START EXTRACTED INFORMATION

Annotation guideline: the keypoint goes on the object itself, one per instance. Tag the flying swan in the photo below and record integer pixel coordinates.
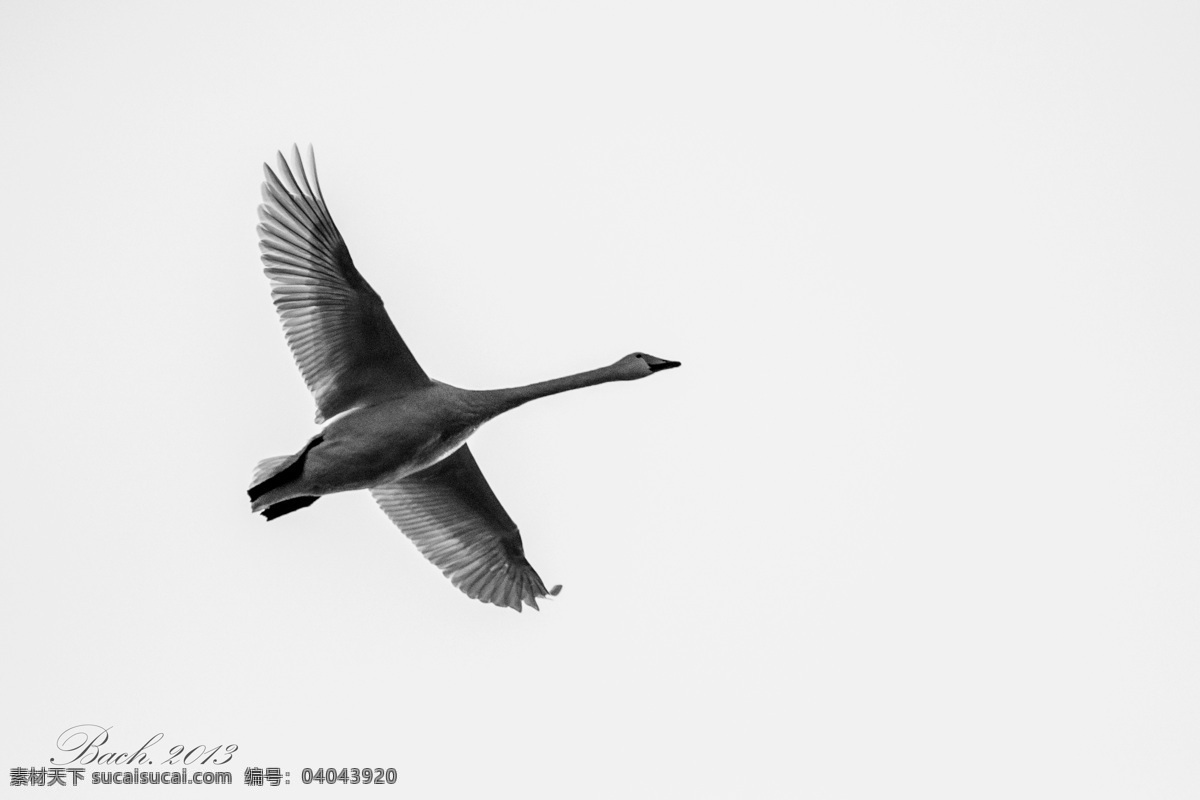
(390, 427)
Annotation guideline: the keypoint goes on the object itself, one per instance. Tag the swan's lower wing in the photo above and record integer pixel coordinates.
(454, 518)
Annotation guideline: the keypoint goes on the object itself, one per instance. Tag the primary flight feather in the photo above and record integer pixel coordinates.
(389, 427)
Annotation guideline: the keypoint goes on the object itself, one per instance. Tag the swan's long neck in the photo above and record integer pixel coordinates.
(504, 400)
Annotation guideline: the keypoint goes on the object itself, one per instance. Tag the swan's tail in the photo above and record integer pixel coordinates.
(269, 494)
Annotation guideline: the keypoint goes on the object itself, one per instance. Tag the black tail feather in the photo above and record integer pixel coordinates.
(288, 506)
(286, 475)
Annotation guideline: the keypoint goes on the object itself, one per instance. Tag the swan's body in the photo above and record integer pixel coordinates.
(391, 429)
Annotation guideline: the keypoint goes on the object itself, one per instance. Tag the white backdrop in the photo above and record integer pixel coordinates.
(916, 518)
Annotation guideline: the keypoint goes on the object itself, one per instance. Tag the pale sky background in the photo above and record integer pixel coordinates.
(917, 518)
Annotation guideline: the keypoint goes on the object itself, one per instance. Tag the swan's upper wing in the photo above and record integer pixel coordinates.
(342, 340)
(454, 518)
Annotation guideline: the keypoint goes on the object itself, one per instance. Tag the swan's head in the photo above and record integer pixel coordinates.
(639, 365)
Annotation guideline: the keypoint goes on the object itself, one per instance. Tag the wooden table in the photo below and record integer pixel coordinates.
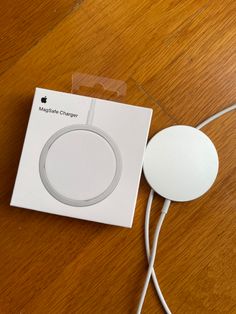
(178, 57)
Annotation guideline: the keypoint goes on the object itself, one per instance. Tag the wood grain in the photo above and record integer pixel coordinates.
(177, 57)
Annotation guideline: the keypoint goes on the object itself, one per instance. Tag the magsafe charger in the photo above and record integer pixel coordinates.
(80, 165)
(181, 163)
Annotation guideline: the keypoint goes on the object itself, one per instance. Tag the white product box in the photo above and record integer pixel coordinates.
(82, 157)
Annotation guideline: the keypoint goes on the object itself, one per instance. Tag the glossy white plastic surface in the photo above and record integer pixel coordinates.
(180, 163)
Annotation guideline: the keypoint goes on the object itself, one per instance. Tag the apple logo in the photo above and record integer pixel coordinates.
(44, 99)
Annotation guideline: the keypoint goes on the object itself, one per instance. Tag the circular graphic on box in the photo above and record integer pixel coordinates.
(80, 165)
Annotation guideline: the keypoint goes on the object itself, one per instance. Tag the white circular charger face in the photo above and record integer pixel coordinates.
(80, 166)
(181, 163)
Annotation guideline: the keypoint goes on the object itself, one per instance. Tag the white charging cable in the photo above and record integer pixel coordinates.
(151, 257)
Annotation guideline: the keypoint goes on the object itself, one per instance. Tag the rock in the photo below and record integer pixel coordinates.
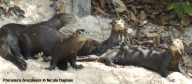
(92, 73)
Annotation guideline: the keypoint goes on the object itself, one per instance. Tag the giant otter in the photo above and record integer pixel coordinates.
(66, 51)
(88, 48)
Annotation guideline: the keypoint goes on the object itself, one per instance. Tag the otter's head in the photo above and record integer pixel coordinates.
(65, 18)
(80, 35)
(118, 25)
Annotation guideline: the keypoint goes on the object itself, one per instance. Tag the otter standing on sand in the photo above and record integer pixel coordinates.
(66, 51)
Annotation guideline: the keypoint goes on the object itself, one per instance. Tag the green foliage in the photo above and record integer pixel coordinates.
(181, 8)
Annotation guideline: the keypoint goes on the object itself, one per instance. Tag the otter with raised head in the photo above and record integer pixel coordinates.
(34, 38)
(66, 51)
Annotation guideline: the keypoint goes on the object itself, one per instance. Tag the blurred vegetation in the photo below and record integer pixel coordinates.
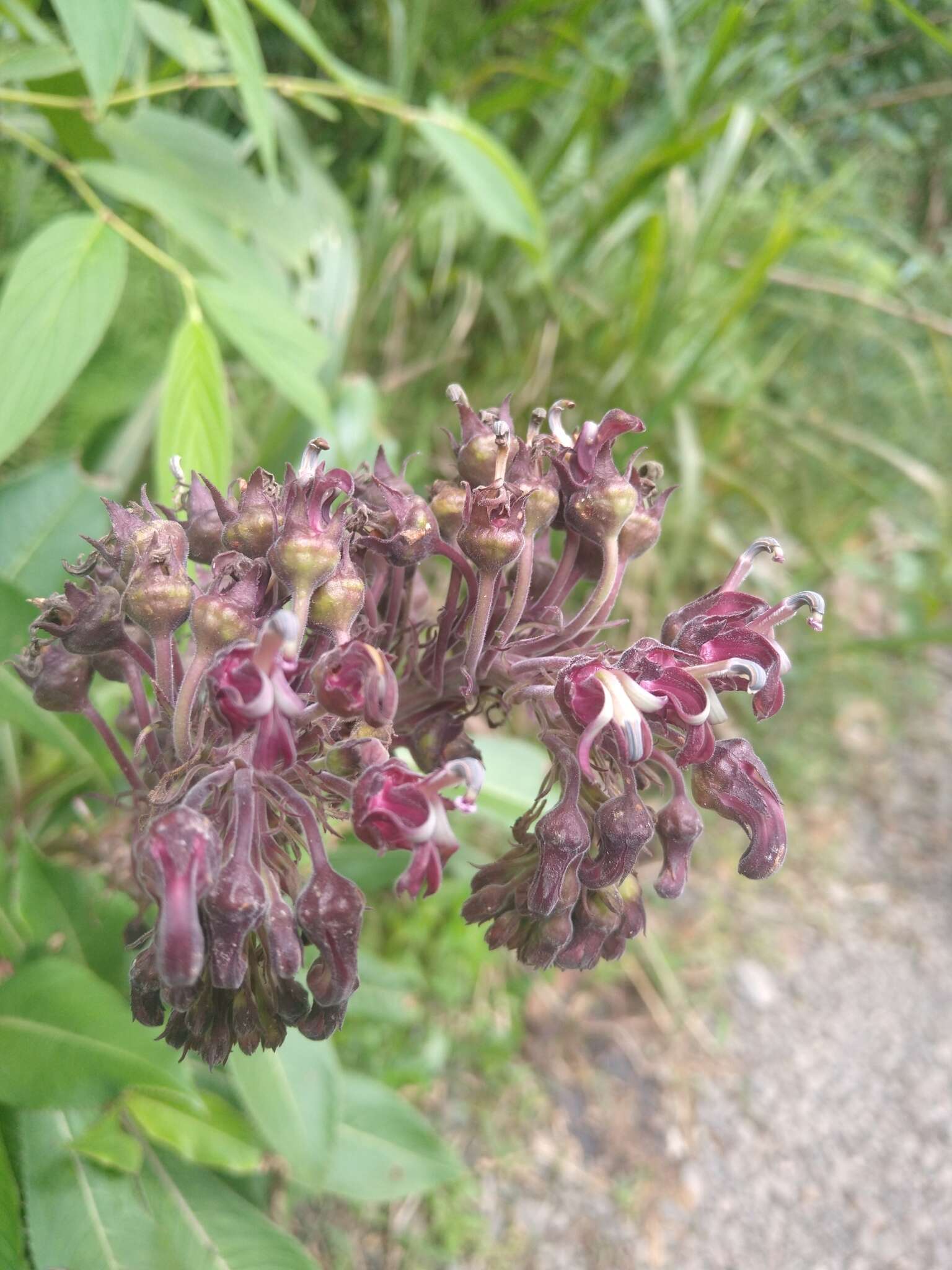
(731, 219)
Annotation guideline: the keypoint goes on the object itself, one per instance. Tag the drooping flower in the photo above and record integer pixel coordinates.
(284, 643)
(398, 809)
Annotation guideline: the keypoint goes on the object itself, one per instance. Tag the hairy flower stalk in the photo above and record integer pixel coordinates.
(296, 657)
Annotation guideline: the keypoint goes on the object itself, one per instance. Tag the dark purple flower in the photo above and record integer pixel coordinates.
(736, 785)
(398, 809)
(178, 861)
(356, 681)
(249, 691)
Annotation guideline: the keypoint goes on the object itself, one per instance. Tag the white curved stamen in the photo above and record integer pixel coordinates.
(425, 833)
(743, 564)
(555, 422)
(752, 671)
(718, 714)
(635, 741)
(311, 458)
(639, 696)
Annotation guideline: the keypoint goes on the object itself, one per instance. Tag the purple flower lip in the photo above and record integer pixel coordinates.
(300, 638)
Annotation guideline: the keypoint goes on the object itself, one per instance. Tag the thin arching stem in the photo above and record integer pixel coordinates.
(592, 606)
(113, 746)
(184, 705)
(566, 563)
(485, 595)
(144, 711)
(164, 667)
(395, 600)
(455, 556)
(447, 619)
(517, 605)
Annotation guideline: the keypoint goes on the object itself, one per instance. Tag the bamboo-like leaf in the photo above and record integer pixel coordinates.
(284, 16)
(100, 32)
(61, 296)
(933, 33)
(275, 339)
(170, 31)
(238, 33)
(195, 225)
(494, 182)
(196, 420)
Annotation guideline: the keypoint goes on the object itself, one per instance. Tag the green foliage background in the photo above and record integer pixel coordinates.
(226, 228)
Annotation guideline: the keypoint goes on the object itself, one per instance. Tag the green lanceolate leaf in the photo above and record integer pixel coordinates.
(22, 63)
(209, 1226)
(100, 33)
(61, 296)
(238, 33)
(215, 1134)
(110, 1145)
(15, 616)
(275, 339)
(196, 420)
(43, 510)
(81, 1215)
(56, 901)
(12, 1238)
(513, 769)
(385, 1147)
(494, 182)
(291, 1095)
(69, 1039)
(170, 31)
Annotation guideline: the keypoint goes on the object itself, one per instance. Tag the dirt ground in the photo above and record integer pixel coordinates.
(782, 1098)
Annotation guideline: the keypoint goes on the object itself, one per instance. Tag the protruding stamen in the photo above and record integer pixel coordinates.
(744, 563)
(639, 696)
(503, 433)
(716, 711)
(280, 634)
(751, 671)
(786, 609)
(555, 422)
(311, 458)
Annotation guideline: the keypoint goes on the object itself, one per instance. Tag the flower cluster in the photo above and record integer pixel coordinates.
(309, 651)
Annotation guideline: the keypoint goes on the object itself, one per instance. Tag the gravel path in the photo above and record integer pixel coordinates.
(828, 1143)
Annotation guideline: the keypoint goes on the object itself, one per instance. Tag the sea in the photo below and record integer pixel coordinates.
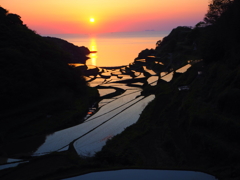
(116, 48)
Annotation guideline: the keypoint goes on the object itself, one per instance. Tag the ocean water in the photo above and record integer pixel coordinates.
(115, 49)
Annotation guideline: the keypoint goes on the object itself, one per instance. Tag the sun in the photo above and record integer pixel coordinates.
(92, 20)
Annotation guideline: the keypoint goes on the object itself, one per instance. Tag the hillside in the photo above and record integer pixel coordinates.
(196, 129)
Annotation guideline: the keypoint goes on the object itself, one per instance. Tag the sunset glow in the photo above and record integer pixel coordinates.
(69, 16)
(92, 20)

END EXTRACTED INFORMATION

_WORK ITEM_: For each line above, output its wording exactly and leave out any picture.

_ANSWER TO THIS PROBLEM_:
Annotation guideline: the keypoint goes on the object itself, one per instance. Tag the flying swan in the photo below and record integer pixel coordinates.
(390, 427)
Annotation guideline: the keypoint goes on the object itself, one per instance. Tag the swan's lower wing in the photo above and record integer pixel coordinates.
(454, 518)
Annotation guideline: the keypoint goes on the object itself, one per instance. Tag the primary flight feather in the photo above and record integer pixel coordinates.
(389, 427)
Annotation guideline: the keypoint goes on the object itself, one per instance. Tag the swan's long neck in the photo above and record integer pixel coordinates.
(504, 400)
Annotation guideline: the keypoint goes on the object itself, one per instance. Tag the swan's tail in the photo above and record integer pixel coordinates.
(269, 494)
Annotation guideline: the keypoint goes on the object itself, one per instance. Tag the black tail feather in the photo above and record integer pixel coordinates.
(288, 506)
(286, 475)
Annotation guideline: the keypoint goes on the object itself, one per instance. Tag the swan's body in the photo above and record integer pixel coordinates.
(391, 429)
Annotation guideline: the keypoint goes on the object itself, one per instance. Tag the white backdrop in the photo above and record integer pixel coordinates.
(916, 518)
Annotation guideline: the keypoint goes on the object itself, one per instance. Tag the pale sky background in the photo above and record integer pixel coordinates.
(917, 518)
Annotation guideline: the keypoint goes on the object itself, one per instance. Tag the swan's upper wing in the photo above and record integer pixel coordinates.
(342, 340)
(454, 518)
Annotation guideline: the keypoint goes on the object itself, one per instance. Tag the swan's head in the photo above and record integer pixel coordinates.
(639, 365)
Annotation guideline: the keypoint goes on the object itself, one per instance. Tag the wooden table in the photo below and record integer pixel coordinates.
(178, 57)
Annotation guideline: the keypoint goes on the object itself, one per instance. Tag the wood grain in the photo above and record integer pixel coordinates.
(177, 57)
Annotation guideline: the keypoint goes on the object itself, one per instance. Tag the magsafe charger in the photo above and record integer pixel coordinates.
(80, 165)
(181, 163)
Annotation guideline: the keypoint goes on the object itself, one per instance. Tag the white product box in the photo above and record integer pixel coordinates.
(82, 157)
Annotation guideline: the keypoint goes on the object itself, one per instance. Tag the glossy white plastic surface in the photo above and record integer pixel coordinates.
(180, 163)
Annotation guideline: the keypoint goes on the object itself, one per instance. Tag the apple logo in the photo above and record integer pixel coordinates.
(44, 99)
Annotation guideline: the keypoint goes on the object itself, one per instance. Tag the circular graphic on box in the photo above and record integer pixel coordinates.
(80, 165)
Annotation guideline: the keypoint goes on the object itself, one per instance. Tag the white circular charger face in the photo above and record integer pixel coordinates.
(80, 166)
(181, 163)
Annotation guideline: the keypoint goes on the object itself, one per instance. Tag the white charging cable in the photo above and record integer pixel coordinates.
(151, 257)
Annotation guideline: the keypoint goes on the object itself, one per instance. Tag the rock in the photo below and record integer pixel coordinates.
(92, 73)
Annotation guideline: the keypoint goes on the object itself, one per instance. Tag the giant otter in the photo above and record integer pixel coordinates.
(66, 51)
(88, 48)
Annotation guideline: the keypoint goes on the object itself, one per instance. Tag the otter's head in the photo above and record integer pixel coordinates.
(65, 18)
(80, 35)
(118, 25)
Annotation guideline: the keypoint goes on the object itself, one per instance. Tag the otter standing on sand in the photo above and record integer pixel coordinates.
(66, 51)
Annotation guideline: the keypoint goes on the object itself, one per instance. Tag the green foliage in the photo above and record integer pixel coordinates.
(181, 8)
Annotation guideline: the keypoint goes on the object itself, one per instance. Tag the otter with raised head in the photo above and record integer pixel coordinates.
(34, 38)
(66, 51)
Annotation guideline: the keypoint goes on the object itself, one per instance. Tag the blurred vegetation in the photo below and record integer pixel coordinates.
(731, 219)
Annotation guideline: the keypoint goes on the object itself, one per instance. Tag the drooping flower in the photo above and record integer pixel coordinates.
(284, 643)
(398, 809)
Annotation guideline: the keypoint goes on the object itself, one per instance. Tag the hairy flower stalk in the photo above and record integer pixel coordinates.
(296, 657)
Annotation guideline: the keypoint goes on the object itself, one per instance. Tag the dark purple flower in the photo above and record integer pixel coordinates.
(736, 785)
(398, 809)
(178, 861)
(356, 681)
(249, 691)
Annotation guideline: the keypoint goes on the object itself, one per instance. Tag the white curved stamen in the photo above and record integer pixel coordinates.
(425, 833)
(743, 564)
(555, 422)
(752, 671)
(718, 714)
(635, 741)
(311, 458)
(639, 696)
Annotation guideline: the keypoint goes on the object itself, one per instance. Tag the purple flower lip in the photo above and record integer pixel coordinates.
(300, 638)
Annotation guideline: the keypoint goes on the object itself, one per instance. Tag the thin arching stem in the photo above and record integer pixel coordinates.
(592, 606)
(113, 746)
(184, 705)
(566, 563)
(485, 595)
(144, 711)
(164, 667)
(395, 600)
(455, 556)
(447, 619)
(517, 605)
Annotation guideline: the keypoint goes on the object itself, one per instance. Tag the bamboo-like leaf in the photo above and record integer pixel coordinates.
(284, 16)
(100, 32)
(61, 296)
(933, 33)
(275, 339)
(170, 31)
(238, 33)
(195, 225)
(494, 182)
(196, 420)
Annotation guideline: the keypoint goes on the object itself, one per instance. Tag the green foliage background in the photo above and record integer pixel coordinates.
(226, 228)
Annotation guideline: the keypoint goes on the object itself, one per instance. Tag the green lanceolate leaf in the photo above and record integer pixel coordinates.
(22, 63)
(209, 1226)
(100, 33)
(61, 296)
(238, 33)
(215, 1134)
(110, 1145)
(15, 616)
(275, 339)
(196, 420)
(43, 510)
(81, 1215)
(56, 901)
(12, 1238)
(513, 769)
(385, 1147)
(494, 182)
(291, 1095)
(69, 1039)
(170, 31)
Annotation guideline: the keypoint goes on the object itself, one per instance. Tag the dirt ground in the photo above and record integer pixel coordinates.
(782, 1098)
Annotation guideline: the keypoint goes on the object itself, one per instance. Tag the protruding stamen in the photo above and record integer pixel coordinates.
(744, 563)
(639, 696)
(503, 433)
(716, 711)
(280, 634)
(751, 671)
(786, 609)
(555, 422)
(311, 458)
Annotation guideline: the keypoint goes on the object itself, one per instance. Tag the flower cluster in the photo above and record integer pixel coordinates.
(309, 651)
Annotation guideline: the keypoint goes on the object itself, one per instance. Tag the gravel path in the photo above and record integer pixel coordinates.
(828, 1143)
Annotation guideline: the keypoint goes on the object itself, one per instance. Tag the sea in the photo below and record integer pixel coordinates.
(116, 48)
Annotation guideline: the keypoint goes on the object itself, one per instance. Tag the ocean water in the photo above and record integer pixel coordinates.
(115, 49)
Annotation guideline: the keypoint goes on the object itself, one per instance. Tag the sun in the photo above and record integer pixel coordinates.
(92, 20)
Annotation guideline: the keypoint goes on the object itself, one per instance. Tag the hillside in the photo above and record integer pixel coordinates.
(196, 129)
Annotation guideline: the keypoint goes on the object itself, one per instance. Tag the sunset glow in the photo above and record integer pixel coordinates.
(69, 16)
(92, 20)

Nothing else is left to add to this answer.